## Instructions for the task
Which lines in the records below contain the word "Reply"? Extract each such line in full.

## Material provided
|---|

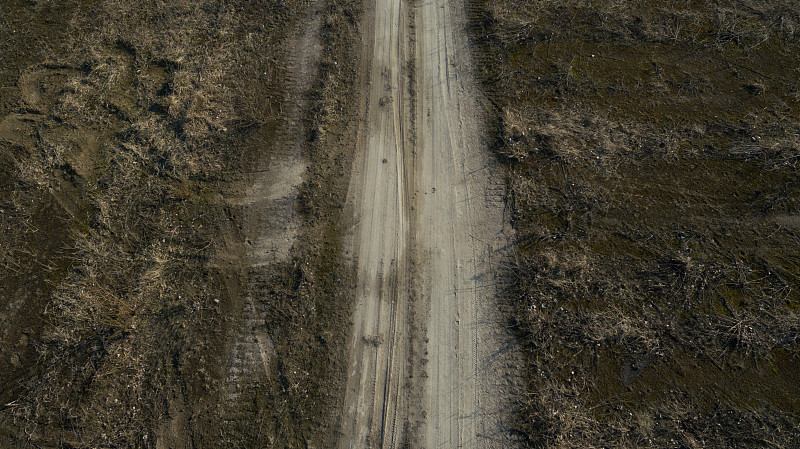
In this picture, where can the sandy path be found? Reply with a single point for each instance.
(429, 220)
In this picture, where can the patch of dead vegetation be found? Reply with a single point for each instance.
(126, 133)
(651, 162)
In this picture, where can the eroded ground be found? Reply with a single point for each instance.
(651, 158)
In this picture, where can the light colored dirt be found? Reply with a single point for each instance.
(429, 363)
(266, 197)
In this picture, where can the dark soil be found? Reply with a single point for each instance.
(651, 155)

|---|

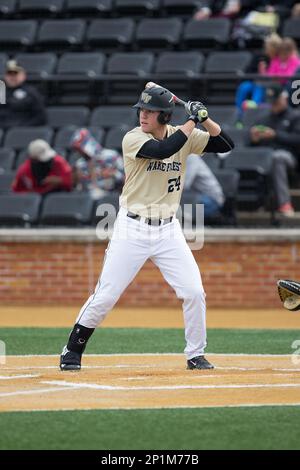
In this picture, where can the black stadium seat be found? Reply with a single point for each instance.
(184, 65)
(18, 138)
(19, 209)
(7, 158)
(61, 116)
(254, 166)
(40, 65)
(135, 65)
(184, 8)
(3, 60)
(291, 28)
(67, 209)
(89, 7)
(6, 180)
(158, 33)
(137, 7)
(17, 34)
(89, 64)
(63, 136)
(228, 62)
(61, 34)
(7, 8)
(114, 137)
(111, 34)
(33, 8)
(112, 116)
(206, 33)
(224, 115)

|---|

## Exercise answer
In this picture, where can the sandy path be found? Reply with a single point for each instance.
In this picture, where can the patch of dead vegetation be found? Reply with a single point for each instance.
In this picture, where can the eroded ground be found? Reply with a single point for each instance.
In this picture, where can the light colored dirt be found? Reply with a single point for each instance.
In this picture, where can the dark soil be found? Reply with a single point for each instance.
In this picture, where can the black stadium seat be found? Reply with a single point for each instance.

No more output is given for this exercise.